Frederick J. Scullin, Jr., United States District Judge.

The opinion of the court was delivered by: SCULLIN



 In a decision issued on the record on June 6, 1997, the Court granted summary judgment to the Defendants in this action and dismissed all of the Plaintiff's claims. Presently before the Court is an application for attorney's fees brought by the Defendants pursuant to 42 U.S.C. § 1988.


 The Plaintiff, Troy Delancett, was arrested by Defendant Police Officer Perryman on August 30, 1993 on a charge of criminal contempt in the second degree in violation of New York Penal Law § 212.50(3). The charge arose from the Plaintiff's alleged violation of an Order of Protection issued by Village of Saranac Lake Justice Thomas Glover, directing the Plaintiff, in part, to stay away from the house of his one-time girlfriend, Christine Rowan. This criminal charge brought by Defendant Perryman was eventually dropped by Justice Glover on August 1, 1995 for reasons unknown to the parties.

 Thereafter, the Plaintiff brought separate civil rights actions pursuant to 42 U.S.C. § 1983 against Defendant Perryman, and his supervisor, then-Police Chief Steven Farmer, alleging claims premised on false arrest and malicious prosecution. Additionally, the Plaintiff brought a claim against the Village of Saranac Lake alleging that the Village condoned a pattern of civil rights violations by Defendant Perryman. At oral argument, the Court consolidated the actions, and the Plaintiff consented to the dismissal of the municipal claim against the Village of Saranac Lake, leaving just false arrest and malicious prosecution claims remaining against Defendants Perryman and Farmer.

Problem a: Pick out every line in the entries below that contains the word "square", copying each one in full.

(Named region outline records)
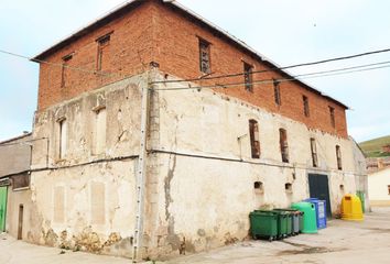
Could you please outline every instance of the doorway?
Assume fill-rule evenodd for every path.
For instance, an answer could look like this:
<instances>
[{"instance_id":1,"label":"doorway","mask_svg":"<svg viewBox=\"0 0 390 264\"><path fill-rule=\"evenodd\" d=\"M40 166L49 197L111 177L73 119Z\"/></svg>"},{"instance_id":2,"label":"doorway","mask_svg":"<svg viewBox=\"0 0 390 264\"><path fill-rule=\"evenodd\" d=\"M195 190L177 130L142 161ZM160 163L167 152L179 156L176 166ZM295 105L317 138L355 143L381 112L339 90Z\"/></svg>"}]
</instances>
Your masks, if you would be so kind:
<instances>
[{"instance_id":1,"label":"doorway","mask_svg":"<svg viewBox=\"0 0 390 264\"><path fill-rule=\"evenodd\" d=\"M308 190L311 198L326 201L326 216L332 217L329 182L327 175L308 174Z\"/></svg>"},{"instance_id":2,"label":"doorway","mask_svg":"<svg viewBox=\"0 0 390 264\"><path fill-rule=\"evenodd\" d=\"M23 239L23 205L19 205L18 240Z\"/></svg>"},{"instance_id":3,"label":"doorway","mask_svg":"<svg viewBox=\"0 0 390 264\"><path fill-rule=\"evenodd\" d=\"M0 187L0 232L6 231L7 186Z\"/></svg>"}]
</instances>

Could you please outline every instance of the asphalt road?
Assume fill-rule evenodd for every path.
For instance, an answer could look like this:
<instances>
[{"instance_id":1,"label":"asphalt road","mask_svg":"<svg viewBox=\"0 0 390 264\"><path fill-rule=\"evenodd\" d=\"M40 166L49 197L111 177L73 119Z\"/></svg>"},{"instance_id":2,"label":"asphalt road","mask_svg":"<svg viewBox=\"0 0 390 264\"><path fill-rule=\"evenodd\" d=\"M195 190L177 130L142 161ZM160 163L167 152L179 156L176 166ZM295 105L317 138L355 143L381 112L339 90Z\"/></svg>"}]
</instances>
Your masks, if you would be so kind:
<instances>
[{"instance_id":1,"label":"asphalt road","mask_svg":"<svg viewBox=\"0 0 390 264\"><path fill-rule=\"evenodd\" d=\"M0 234L0 264L131 263L130 260L32 245ZM149 262L151 263L151 262ZM159 262L160 263L160 262ZM247 241L166 264L390 263L390 208L376 208L364 222L332 220L318 234L283 241Z\"/></svg>"}]
</instances>

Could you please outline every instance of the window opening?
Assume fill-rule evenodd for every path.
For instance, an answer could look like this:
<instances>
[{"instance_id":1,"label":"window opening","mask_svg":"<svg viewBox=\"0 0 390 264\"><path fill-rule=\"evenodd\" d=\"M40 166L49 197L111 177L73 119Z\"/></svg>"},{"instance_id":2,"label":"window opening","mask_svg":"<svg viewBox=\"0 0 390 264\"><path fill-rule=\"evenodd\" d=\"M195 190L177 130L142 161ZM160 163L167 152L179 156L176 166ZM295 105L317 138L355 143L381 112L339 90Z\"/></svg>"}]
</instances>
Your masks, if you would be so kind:
<instances>
[{"instance_id":1,"label":"window opening","mask_svg":"<svg viewBox=\"0 0 390 264\"><path fill-rule=\"evenodd\" d=\"M280 152L282 154L282 162L289 163L288 132L284 129L280 129L279 136L280 136Z\"/></svg>"},{"instance_id":2,"label":"window opening","mask_svg":"<svg viewBox=\"0 0 390 264\"><path fill-rule=\"evenodd\" d=\"M256 120L249 120L249 134L252 158L260 158L259 123Z\"/></svg>"},{"instance_id":3,"label":"window opening","mask_svg":"<svg viewBox=\"0 0 390 264\"><path fill-rule=\"evenodd\" d=\"M247 63L243 63L243 81L245 89L247 91L253 92L253 66Z\"/></svg>"},{"instance_id":4,"label":"window opening","mask_svg":"<svg viewBox=\"0 0 390 264\"><path fill-rule=\"evenodd\" d=\"M204 74L210 74L210 44L204 40L199 40L199 63L201 72Z\"/></svg>"}]
</instances>

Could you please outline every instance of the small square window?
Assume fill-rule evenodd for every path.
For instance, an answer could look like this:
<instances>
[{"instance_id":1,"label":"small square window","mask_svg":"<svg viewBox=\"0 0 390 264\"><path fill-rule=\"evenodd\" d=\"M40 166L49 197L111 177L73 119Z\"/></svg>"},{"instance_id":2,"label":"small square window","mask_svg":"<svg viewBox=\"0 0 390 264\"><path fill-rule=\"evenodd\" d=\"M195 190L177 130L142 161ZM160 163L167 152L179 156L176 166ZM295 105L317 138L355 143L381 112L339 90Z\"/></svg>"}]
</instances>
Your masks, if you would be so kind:
<instances>
[{"instance_id":1,"label":"small square window","mask_svg":"<svg viewBox=\"0 0 390 264\"><path fill-rule=\"evenodd\" d=\"M254 191L258 194L262 194L264 191L263 184L261 182L254 182L253 187Z\"/></svg>"},{"instance_id":2,"label":"small square window","mask_svg":"<svg viewBox=\"0 0 390 264\"><path fill-rule=\"evenodd\" d=\"M302 96L303 100L303 113L306 118L310 117L310 108L308 108L308 98L306 96Z\"/></svg>"},{"instance_id":3,"label":"small square window","mask_svg":"<svg viewBox=\"0 0 390 264\"><path fill-rule=\"evenodd\" d=\"M212 73L212 64L210 64L210 44L199 38L199 64L201 72L204 74Z\"/></svg>"},{"instance_id":4,"label":"small square window","mask_svg":"<svg viewBox=\"0 0 390 264\"><path fill-rule=\"evenodd\" d=\"M245 89L247 91L253 92L253 66L247 63L243 63L243 81L245 81Z\"/></svg>"},{"instance_id":5,"label":"small square window","mask_svg":"<svg viewBox=\"0 0 390 264\"><path fill-rule=\"evenodd\" d=\"M290 184L290 183L284 184L284 189L285 189L285 193L291 194L292 193L292 184Z\"/></svg>"},{"instance_id":6,"label":"small square window","mask_svg":"<svg viewBox=\"0 0 390 264\"><path fill-rule=\"evenodd\" d=\"M278 80L273 80L273 94L277 106L281 106L282 98L280 97L280 82Z\"/></svg>"}]
</instances>

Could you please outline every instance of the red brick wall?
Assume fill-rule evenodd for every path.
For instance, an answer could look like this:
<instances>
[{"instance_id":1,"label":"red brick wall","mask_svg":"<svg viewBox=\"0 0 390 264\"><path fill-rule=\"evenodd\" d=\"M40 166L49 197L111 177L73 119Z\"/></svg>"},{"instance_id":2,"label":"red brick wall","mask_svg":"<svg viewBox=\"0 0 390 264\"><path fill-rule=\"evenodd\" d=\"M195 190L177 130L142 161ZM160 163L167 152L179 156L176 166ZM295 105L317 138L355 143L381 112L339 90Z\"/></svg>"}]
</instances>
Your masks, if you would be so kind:
<instances>
[{"instance_id":1,"label":"red brick wall","mask_svg":"<svg viewBox=\"0 0 390 264\"><path fill-rule=\"evenodd\" d=\"M185 19L183 14L173 11L171 8L164 8L160 4L159 11L159 53L155 59L160 64L161 70L181 78L202 76L199 70L198 37L212 43L210 61L214 75L242 73L242 62L253 65L253 70L269 69L266 64L253 58L250 54L231 45L224 37L216 36L206 28ZM282 76L272 72L253 76L253 80L272 78L282 78ZM243 82L243 76L203 81L202 84L214 85L216 82ZM243 85L237 88L216 89L216 91L237 97L268 111L303 122L312 129L319 129L344 138L347 136L345 109L307 90L297 82L289 81L280 84L282 101L280 107L275 105L272 84L256 85L253 92L248 92ZM303 113L303 95L308 98L308 118ZM335 108L335 128L333 128L331 122L329 106Z\"/></svg>"},{"instance_id":2,"label":"red brick wall","mask_svg":"<svg viewBox=\"0 0 390 264\"><path fill-rule=\"evenodd\" d=\"M145 72L152 61L152 15L155 7L142 4L127 15L90 32L65 48L45 57L45 61L62 64L62 58L74 53L69 61L71 67L79 67L90 72L97 68L98 43L96 40L109 32L109 52L102 64L105 76L79 70L66 70L66 86L61 87L61 66L41 64L39 110L71 99L80 92L99 88L127 76ZM108 65L107 65L108 62Z\"/></svg>"},{"instance_id":3,"label":"red brick wall","mask_svg":"<svg viewBox=\"0 0 390 264\"><path fill-rule=\"evenodd\" d=\"M99 30L74 42L45 58L53 63L62 63L62 57L75 53L69 66L96 69L96 38L113 31L110 38L109 77L71 70L67 86L61 88L61 67L41 65L39 110L73 98L83 91L101 87L144 72L150 62L158 62L160 69L181 78L199 77L198 37L212 43L212 72L214 75L241 73L242 62L253 65L253 70L268 69L268 66L246 53L226 38L217 36L207 28L164 7L159 1L147 1L127 15L110 22ZM105 66L107 67L107 65ZM278 73L254 75L253 80L281 78ZM243 77L218 79L203 85L242 82ZM256 85L253 92L242 87L216 89L246 100L268 111L305 123L308 128L319 129L339 136L347 136L345 109L333 101L316 95L296 82L280 85L282 105L274 102L273 85ZM303 114L302 96L310 101L310 117ZM332 127L328 107L335 108L336 128Z\"/></svg>"}]
</instances>

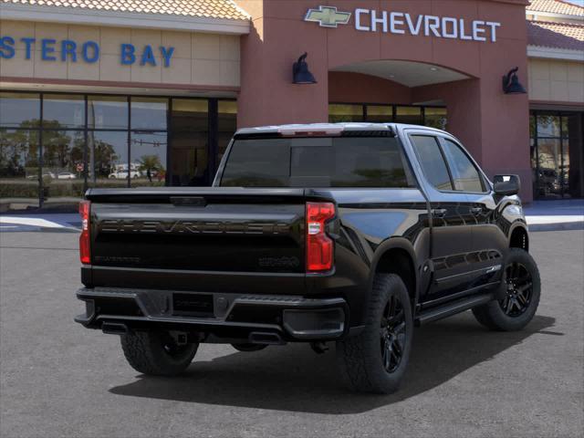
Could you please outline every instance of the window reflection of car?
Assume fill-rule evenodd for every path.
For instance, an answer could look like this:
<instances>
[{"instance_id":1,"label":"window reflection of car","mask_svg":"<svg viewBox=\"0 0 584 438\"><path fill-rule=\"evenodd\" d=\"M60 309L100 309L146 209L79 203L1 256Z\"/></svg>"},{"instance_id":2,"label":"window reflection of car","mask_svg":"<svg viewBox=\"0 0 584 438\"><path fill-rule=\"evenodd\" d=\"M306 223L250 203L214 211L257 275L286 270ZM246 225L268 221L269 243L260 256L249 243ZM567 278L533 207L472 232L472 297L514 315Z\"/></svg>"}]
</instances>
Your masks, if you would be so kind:
<instances>
[{"instance_id":1,"label":"window reflection of car","mask_svg":"<svg viewBox=\"0 0 584 438\"><path fill-rule=\"evenodd\" d=\"M559 175L554 169L540 169L537 174L539 194L560 193L562 191Z\"/></svg>"},{"instance_id":2,"label":"window reflection of car","mask_svg":"<svg viewBox=\"0 0 584 438\"><path fill-rule=\"evenodd\" d=\"M140 172L138 171L130 171L130 178L140 178L141 174ZM112 179L125 179L128 178L128 170L118 170L118 171L114 171L111 173L110 173L109 178L112 178Z\"/></svg>"},{"instance_id":3,"label":"window reflection of car","mask_svg":"<svg viewBox=\"0 0 584 438\"><path fill-rule=\"evenodd\" d=\"M59 172L57 174L57 180L75 180L77 175L75 173L71 173L70 172Z\"/></svg>"},{"instance_id":4,"label":"window reflection of car","mask_svg":"<svg viewBox=\"0 0 584 438\"><path fill-rule=\"evenodd\" d=\"M43 174L41 175L42 178L55 178L55 173L53 173L52 172L44 172ZM29 180L36 180L38 179L38 174L37 173L33 173L28 175L26 178L28 178Z\"/></svg>"}]
</instances>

Problem b: From the court opinion above, output the passage that begins at the words "In a decision" and stops after the words "to the parties.", copied word for word.

Response a:
Could you please outline every instance of the small square window?
[{"instance_id":1,"label":"small square window","mask_svg":"<svg viewBox=\"0 0 390 264\"><path fill-rule=\"evenodd\" d=\"M40 166L49 197L111 177L73 119Z\"/></svg>"},{"instance_id":2,"label":"small square window","mask_svg":"<svg viewBox=\"0 0 390 264\"><path fill-rule=\"evenodd\" d=\"M195 190L177 130L142 161ZM160 163L167 152L179 156L176 166ZM295 105L317 138L355 143L381 112L339 90Z\"/></svg>"}]
[{"instance_id":1,"label":"small square window","mask_svg":"<svg viewBox=\"0 0 390 264\"><path fill-rule=\"evenodd\" d=\"M254 191L258 194L262 194L264 191L263 184L261 182L254 182L253 187Z\"/></svg>"},{"instance_id":2,"label":"small square window","mask_svg":"<svg viewBox=\"0 0 390 264\"><path fill-rule=\"evenodd\" d=\"M302 96L303 100L303 113L306 118L310 117L310 108L308 108L308 98L306 96Z\"/></svg>"},{"instance_id":3,"label":"small square window","mask_svg":"<svg viewBox=\"0 0 390 264\"><path fill-rule=\"evenodd\" d=\"M212 73L212 64L210 64L210 44L199 38L199 64L201 72L204 74Z\"/></svg>"},{"instance_id":4,"label":"small square window","mask_svg":"<svg viewBox=\"0 0 390 264\"><path fill-rule=\"evenodd\" d=\"M245 89L247 91L253 92L253 66L247 63L243 63L243 81L245 81Z\"/></svg>"},{"instance_id":5,"label":"small square window","mask_svg":"<svg viewBox=\"0 0 390 264\"><path fill-rule=\"evenodd\" d=\"M290 184L290 183L284 184L284 189L285 189L285 193L291 194L292 193L292 184Z\"/></svg>"},{"instance_id":6,"label":"small square window","mask_svg":"<svg viewBox=\"0 0 390 264\"><path fill-rule=\"evenodd\" d=\"M278 80L273 80L273 94L277 106L281 106L282 98L280 97L280 82Z\"/></svg>"}]

Response b:
In a decision issued on the record on June 6, 1997, the Court granted summary judgment to the Defendants in this action and dismissed all of the Plaintiff's claims. Presently before the Court is an application for attorney's fees brought by the Defendants pursuant to 42 U.S.C. § 1988.


 The Plaintiff, Troy Delancett, was arrested by Defendant Police Officer Perryman on August 30, 1993 on a charge of criminal contempt in the second degree in violation of New York Penal Law § 212.50(3). The charge arose from the Plaintiff's alleged violation of an Order of Protection issued by Village of Saranac Lake Justice Thomas Glover, directing the Plaintiff, in part, to stay away from the house of his one-time girlfriend, Christine Rowan. This criminal charge brought by Defendant Perryman was eventually dropped by Justice Glover on August 1, 1995 for reasons unknown to the parties.